Gestellte Aufgabe 1: Entscheide für jede der Aussagen (a), (b) und (c), ob sie mit dem Auszug über die Prager Kryptoanarchisten übereinstimmt. Antworte jeweils mit Ja oder Nein und zitiere die entscheidenden Worte des Auszugs wörtlich: (a) Der Journalist, der die beiden entdeckte, war Brite. (b) Im „Institute of Cryptoanarchy“ kann man nur mit Bitcoin bezahlen. (c) Smugglers Texte fanden vor allem in der westeuropäischen Szene Anklang.

Ein britischer Journalist hatte die beiden Berliner Kryptoanarchisten beim Hackerkongress HCPP in Prag entdeckt. Beide waren schon früh in der Bitcoin-Community umtriebig gewesen. Smugglers Texte zu Kryptoanarchie, Cypherpunk und zum Darknet fanden in der osteuropäischen Szene besonderen Anklang. Bis heute gelten die Talks der beiden als Highlights der jährlichen Konferenz im „Institute of Cryptoanarchy“, einem Café und Hackerspace, in dem man seine Zeche mit Bitcoin, Litecoin oder Monero begleicht und der irgendwann einfach aufgehört hat, dafür Steuern an den tschechischen Staat zu zahlen. Die Paralelni Polis, eine geduldete Parallelgesellschaft mitten in Prag.

Material zur Aufgabe:

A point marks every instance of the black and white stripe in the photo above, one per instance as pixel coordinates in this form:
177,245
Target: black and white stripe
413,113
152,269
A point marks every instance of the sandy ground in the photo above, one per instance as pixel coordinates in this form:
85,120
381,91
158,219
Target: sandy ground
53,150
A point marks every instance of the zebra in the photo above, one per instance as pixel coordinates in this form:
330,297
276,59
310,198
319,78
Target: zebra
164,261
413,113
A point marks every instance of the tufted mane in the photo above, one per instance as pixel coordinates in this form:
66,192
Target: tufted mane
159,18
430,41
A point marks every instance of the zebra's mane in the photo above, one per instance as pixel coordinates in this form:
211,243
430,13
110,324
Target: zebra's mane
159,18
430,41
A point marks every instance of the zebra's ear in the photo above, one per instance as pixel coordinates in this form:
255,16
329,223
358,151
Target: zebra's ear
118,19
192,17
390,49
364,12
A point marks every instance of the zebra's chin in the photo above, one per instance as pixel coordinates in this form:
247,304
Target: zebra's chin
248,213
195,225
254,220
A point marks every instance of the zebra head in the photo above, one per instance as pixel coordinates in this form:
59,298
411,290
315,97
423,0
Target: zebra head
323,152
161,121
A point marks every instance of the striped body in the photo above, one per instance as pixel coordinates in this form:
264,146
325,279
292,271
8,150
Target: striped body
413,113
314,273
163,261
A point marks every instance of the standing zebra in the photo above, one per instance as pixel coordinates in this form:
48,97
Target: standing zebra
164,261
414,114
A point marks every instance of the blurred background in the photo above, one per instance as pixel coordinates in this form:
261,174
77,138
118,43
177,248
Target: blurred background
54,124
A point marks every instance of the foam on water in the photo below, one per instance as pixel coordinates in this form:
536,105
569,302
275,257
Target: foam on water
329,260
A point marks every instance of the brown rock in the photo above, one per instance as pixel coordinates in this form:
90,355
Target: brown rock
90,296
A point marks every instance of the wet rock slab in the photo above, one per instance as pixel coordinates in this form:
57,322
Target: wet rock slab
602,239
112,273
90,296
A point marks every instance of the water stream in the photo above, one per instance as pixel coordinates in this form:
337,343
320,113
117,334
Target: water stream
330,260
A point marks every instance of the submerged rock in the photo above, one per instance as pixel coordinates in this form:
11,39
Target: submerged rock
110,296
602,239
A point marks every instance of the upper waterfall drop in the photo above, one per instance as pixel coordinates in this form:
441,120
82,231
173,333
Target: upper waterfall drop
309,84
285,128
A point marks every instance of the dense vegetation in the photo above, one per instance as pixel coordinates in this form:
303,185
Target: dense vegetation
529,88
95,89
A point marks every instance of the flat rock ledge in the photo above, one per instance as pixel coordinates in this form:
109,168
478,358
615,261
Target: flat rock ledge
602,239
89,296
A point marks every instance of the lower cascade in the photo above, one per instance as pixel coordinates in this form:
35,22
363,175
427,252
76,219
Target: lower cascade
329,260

Gestellte Aufgabe 2: Aktualisiere die Datensätze von der Zeile mit „A point marks every instance of the blurred“ bis zum Ende der Datensätze, indem du „Target“ durch „Label“ ersetzt und alles andere unverändert lässt.

Lösung der Übung 1:
(a) Ja: „Ein britischer Journalist hatte die beiden Berliner Kryptoanarchisten beim Hackerkongress HCPP in Prag entdeckt.“
(b) Nein: „in dem man seine Zeche mit Bitcoin, Litecoin oder Monero begleicht“
(c) Nein: „Smugglers Texte zu Kryptoanarchie, Cypherpunk und zum Darknet fanden in der osteuropäischen Szene besonderen Anklang.“

Lösung der Übung 2:
A point marks every instance of the blurred background in the photo above, one per instance as pixel coordinates in this form:
261,174
77,138
118,43
177,248
Label: blurred background
54,124
A point marks every instance of the foam on water in the photo below, one per instance as pixel coordinates in this form:
536,105
569,302
275,257
Label: foam on water
329,260
A point marks every instance of the brown rock in the photo above, one per instance as pixel coordinates in this form:
90,355
Label: brown rock
90,296
A point marks every instance of the wet rock slab in the photo above, one per instance as pixel coordinates in this form:
57,322
Label: wet rock slab
602,239
112,273
90,296
A point marks every instance of the water stream in the photo above, one per instance as pixel coordinates in this form:
337,343
320,113
117,334
Label: water stream
330,260
A point marks every instance of the submerged rock in the photo above, one per instance as pixel coordinates in this form:
11,39
Label: submerged rock
110,296
602,239
A point marks every instance of the upper waterfall drop in the photo above, one per instance as pixel coordinates in this form:
441,120
82,231
173,333
Label: upper waterfall drop
309,84
285,128
A point marks every instance of the dense vegetation in the photo above, one per instance as pixel coordinates in this form:
303,185
Label: dense vegetation
529,88
95,89
A point marks every instance of the flat rock ledge in the photo above, one per instance as pixel coordinates in this form:
109,168
478,358
615,261
Label: flat rock ledge
602,239
89,296
A point marks every instance of the lower cascade in the photo above, one per instance as pixel coordinates in this form:
35,22
363,175
427,252
76,219
Label: lower cascade
329,260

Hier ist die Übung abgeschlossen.